*RECORDS PROVIDED:*

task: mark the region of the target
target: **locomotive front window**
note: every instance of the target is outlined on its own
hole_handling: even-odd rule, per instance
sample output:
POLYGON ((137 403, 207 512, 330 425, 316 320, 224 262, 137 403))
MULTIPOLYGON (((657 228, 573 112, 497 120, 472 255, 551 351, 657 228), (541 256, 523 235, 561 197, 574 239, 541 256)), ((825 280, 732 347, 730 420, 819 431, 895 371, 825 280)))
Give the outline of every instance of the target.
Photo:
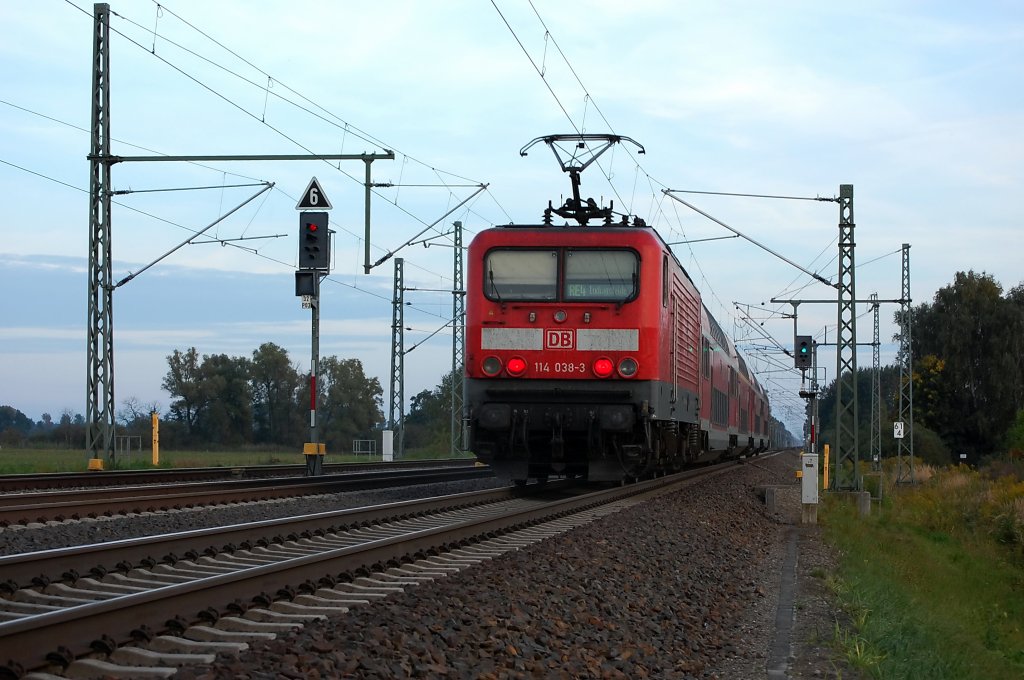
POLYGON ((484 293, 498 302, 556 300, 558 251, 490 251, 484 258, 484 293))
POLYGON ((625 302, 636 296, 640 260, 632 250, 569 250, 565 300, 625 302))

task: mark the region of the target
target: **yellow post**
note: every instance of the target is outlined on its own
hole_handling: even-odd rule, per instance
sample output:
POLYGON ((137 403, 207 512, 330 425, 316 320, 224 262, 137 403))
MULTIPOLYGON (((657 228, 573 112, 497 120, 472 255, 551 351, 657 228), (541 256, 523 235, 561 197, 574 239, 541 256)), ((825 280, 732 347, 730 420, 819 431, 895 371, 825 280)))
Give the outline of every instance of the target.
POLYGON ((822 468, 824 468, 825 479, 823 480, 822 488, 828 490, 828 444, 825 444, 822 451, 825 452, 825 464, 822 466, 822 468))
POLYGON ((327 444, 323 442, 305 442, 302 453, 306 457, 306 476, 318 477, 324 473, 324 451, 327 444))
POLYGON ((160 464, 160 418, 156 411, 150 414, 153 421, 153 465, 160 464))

*EXERCISE PROMPT:* The task calls for all records to be set down precisely, excluding any images.

*WRITTEN RESPONSE:*
task: mark the region of the target
target: **locomotive front window**
note: every instance of the target is outlined on its own
hole_handling: even-odd rule, per instance
sample output:
POLYGON ((137 403, 207 512, 330 425, 316 320, 224 262, 137 403))
MULTIPOLYGON (((657 228, 573 112, 497 120, 472 255, 551 351, 657 228), (541 256, 523 235, 561 197, 574 239, 541 256)), ((825 280, 732 347, 730 420, 819 431, 895 371, 825 280)))
Give the outline of every instance of the target.
Photo:
POLYGON ((484 293, 498 302, 556 300, 558 251, 490 251, 484 258, 484 293))
POLYGON ((625 302, 636 296, 640 260, 632 250, 569 250, 565 300, 625 302))

task: mark the region of the target
target: **yellow post**
note: every instance of the target is outlined on its own
hole_handling: even-odd rule, per instance
sample output:
POLYGON ((137 403, 207 512, 330 425, 316 320, 224 262, 137 403))
MULTIPOLYGON (((657 228, 573 112, 497 120, 472 255, 551 351, 657 228), (541 256, 523 235, 561 197, 574 239, 541 256)), ((825 280, 732 347, 730 420, 819 431, 895 371, 825 280)))
Give the outline of every instance of the target.
POLYGON ((822 468, 824 468, 825 479, 823 480, 822 488, 828 490, 828 444, 825 444, 822 451, 825 452, 825 464, 822 466, 822 468))
POLYGON ((327 444, 323 442, 305 442, 302 453, 306 457, 306 476, 318 477, 324 473, 324 451, 327 444))
POLYGON ((160 464, 160 418, 156 411, 150 414, 153 421, 153 465, 160 464))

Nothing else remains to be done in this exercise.